◆ READING TEXT

Fitness Testing Responses

      I am sure this has been answered before. I did run a search and couldn't find anything specific so I decided to make my own thread. First off I loved the book and it pointed out a lot of things that I never thought about or did not notice. To that my question is this. When I finished the book I had about 2 weeks to run the MAP before I left for a 9 month deployment with the Navy. So I had to try and run the MAP fairly quickly to get maximum results for that time being. I will continue to work on it after I come back also....
     Long story short after reading I noticed that my wife is CONSTANTLY running fitness test on me. Things like "Oh while you go upstairs to change your socks can you change over the laundry and put the laundry in the dryer on the bed." It's not extremely inconvenient since I am already headed upstairs but it is a marked difference from the 5 seconds I would have been up there changing my socks.

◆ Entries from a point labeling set

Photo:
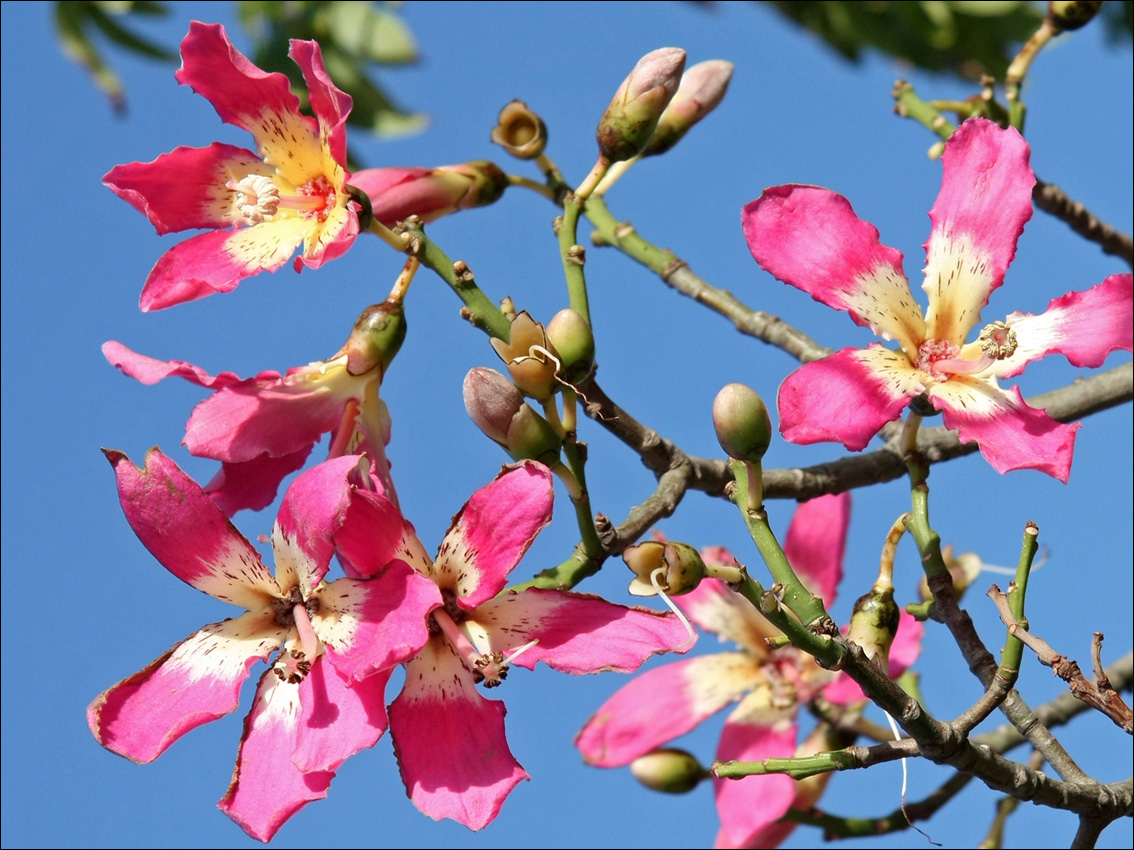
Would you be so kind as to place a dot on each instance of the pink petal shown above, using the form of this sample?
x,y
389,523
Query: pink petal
x,y
846,397
984,201
375,623
150,371
188,534
218,261
810,238
184,189
1083,326
252,484
450,741
195,682
330,104
492,532
662,704
817,541
267,788
749,805
578,632
1010,434
338,717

◆ TASKS TO CARRY OUT
(1) Put this sentence from the post about fitness testing into Spanish: "First off I loved the book and it pointed out a lot of things that I never thought about or did not notice."
(2) Write out all the entries again, changing "pink petal" to "red petal" and keeping everything else the same. Leave the pictures out.
The post about fitness testing and the entries have no connection to each other.

◆ IN RESPONSE
(1) Para empezar, me encantó el libro y me señaló muchas cosas en las que nunca había pensado o que no había notado.

(2)
Photo:
Would you be so kind as to place a dot on each instance of the red petal shown above, using the form of this sample?
x,y
389,523
Query: red petal
x,y
846,397
984,201
375,623
150,371
188,534
218,261
810,238
184,189
1083,326
252,484
450,741
195,682
330,104
492,532
662,704
817,541
267,788
749,805
578,632
1010,434
338,717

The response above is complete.